## What this task involves
Show every line of the records below that contains the word "appreciate", copying each such line in full.

## Dataset
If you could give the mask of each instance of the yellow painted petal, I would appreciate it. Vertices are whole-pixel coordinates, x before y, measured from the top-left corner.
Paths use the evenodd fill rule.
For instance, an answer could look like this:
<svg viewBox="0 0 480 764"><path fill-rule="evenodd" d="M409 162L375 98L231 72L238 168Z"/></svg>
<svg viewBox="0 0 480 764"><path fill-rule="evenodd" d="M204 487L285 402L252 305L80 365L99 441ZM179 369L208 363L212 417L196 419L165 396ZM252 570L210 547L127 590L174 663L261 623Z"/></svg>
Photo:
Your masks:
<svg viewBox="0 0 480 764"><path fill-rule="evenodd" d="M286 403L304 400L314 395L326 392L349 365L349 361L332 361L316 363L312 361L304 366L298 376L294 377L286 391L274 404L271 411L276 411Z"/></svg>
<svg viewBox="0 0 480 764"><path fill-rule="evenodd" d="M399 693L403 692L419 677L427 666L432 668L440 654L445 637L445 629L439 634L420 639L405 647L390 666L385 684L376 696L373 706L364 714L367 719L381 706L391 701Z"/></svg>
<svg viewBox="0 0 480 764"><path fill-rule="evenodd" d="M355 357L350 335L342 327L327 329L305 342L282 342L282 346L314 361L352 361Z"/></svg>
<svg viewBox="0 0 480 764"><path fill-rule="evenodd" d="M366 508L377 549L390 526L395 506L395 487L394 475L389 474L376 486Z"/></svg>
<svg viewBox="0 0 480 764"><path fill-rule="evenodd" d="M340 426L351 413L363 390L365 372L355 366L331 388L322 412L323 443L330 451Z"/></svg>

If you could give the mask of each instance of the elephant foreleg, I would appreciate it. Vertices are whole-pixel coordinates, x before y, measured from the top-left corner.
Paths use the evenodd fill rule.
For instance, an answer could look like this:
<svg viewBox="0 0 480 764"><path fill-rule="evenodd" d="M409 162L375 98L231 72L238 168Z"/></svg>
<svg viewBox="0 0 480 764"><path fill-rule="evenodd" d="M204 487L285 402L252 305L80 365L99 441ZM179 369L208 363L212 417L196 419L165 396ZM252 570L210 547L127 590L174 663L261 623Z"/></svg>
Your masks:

## Answer to this problem
If you could give the mask of each instance of the yellow painted petal, I would appreciate it. Vertices are whole-pixel coordinates, x before y, measured from the top-left corner.
If you could give the mask of each instance of the elephant foreleg, I would appreciate it. Vertices are whole-pixel coordinates, x before y, measured from the top-left corner.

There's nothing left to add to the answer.